=== Section Start ===

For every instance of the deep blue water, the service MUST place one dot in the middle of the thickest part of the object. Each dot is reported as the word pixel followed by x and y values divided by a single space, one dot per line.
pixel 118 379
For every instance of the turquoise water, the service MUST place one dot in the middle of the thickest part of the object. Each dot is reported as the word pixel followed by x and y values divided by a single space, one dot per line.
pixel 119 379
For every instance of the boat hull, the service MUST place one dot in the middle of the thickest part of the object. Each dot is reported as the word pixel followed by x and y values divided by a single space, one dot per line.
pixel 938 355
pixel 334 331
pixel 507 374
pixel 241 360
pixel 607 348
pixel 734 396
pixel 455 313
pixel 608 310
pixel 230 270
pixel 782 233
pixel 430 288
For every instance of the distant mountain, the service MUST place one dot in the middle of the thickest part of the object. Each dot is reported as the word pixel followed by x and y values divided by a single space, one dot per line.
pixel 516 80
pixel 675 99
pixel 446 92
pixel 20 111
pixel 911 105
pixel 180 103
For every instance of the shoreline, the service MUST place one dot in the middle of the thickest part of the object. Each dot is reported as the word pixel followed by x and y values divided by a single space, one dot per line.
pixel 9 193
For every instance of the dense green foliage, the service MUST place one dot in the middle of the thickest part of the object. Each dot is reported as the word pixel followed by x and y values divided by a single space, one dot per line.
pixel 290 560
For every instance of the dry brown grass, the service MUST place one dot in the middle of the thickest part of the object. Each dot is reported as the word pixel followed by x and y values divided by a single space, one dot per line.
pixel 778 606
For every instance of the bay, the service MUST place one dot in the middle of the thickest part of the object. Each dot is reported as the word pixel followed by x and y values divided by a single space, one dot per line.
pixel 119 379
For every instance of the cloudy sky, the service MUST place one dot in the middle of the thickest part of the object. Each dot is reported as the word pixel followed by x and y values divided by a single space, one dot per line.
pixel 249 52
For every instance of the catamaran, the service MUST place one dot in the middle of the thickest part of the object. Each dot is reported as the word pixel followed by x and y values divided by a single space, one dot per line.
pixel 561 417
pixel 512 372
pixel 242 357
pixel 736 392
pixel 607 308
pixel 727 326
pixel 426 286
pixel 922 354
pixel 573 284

=== Section End ===

● WHAT IS BEING ASKED:
Output exactly the lines from the one holding "For every instance of the bay, the" to the end of the material above, with both ends included.

● RESULT BELOW:
For every instance of the bay, the service MUST place one dot in the middle of the thickest part of the object. Each dot is reported as the word pixel followed by x and y values divided by a single space, one dot per line.
pixel 119 379
For every instance of the cloudy sky, the service MUST place one dot in the middle of the thickest part of the object. Each dot is reported as the word pixel followed by x and y values divided by a single space, one dot per line.
pixel 249 52
For every instance of the catamaran, the service MUST place one dot in the middle of the thickest part of the object. Each dot is reported as the word pixel followed by x and y values divided by a single space, one dot per line.
pixel 561 417
pixel 512 372
pixel 242 357
pixel 736 392
pixel 607 308
pixel 727 326
pixel 426 286
pixel 922 354
pixel 573 284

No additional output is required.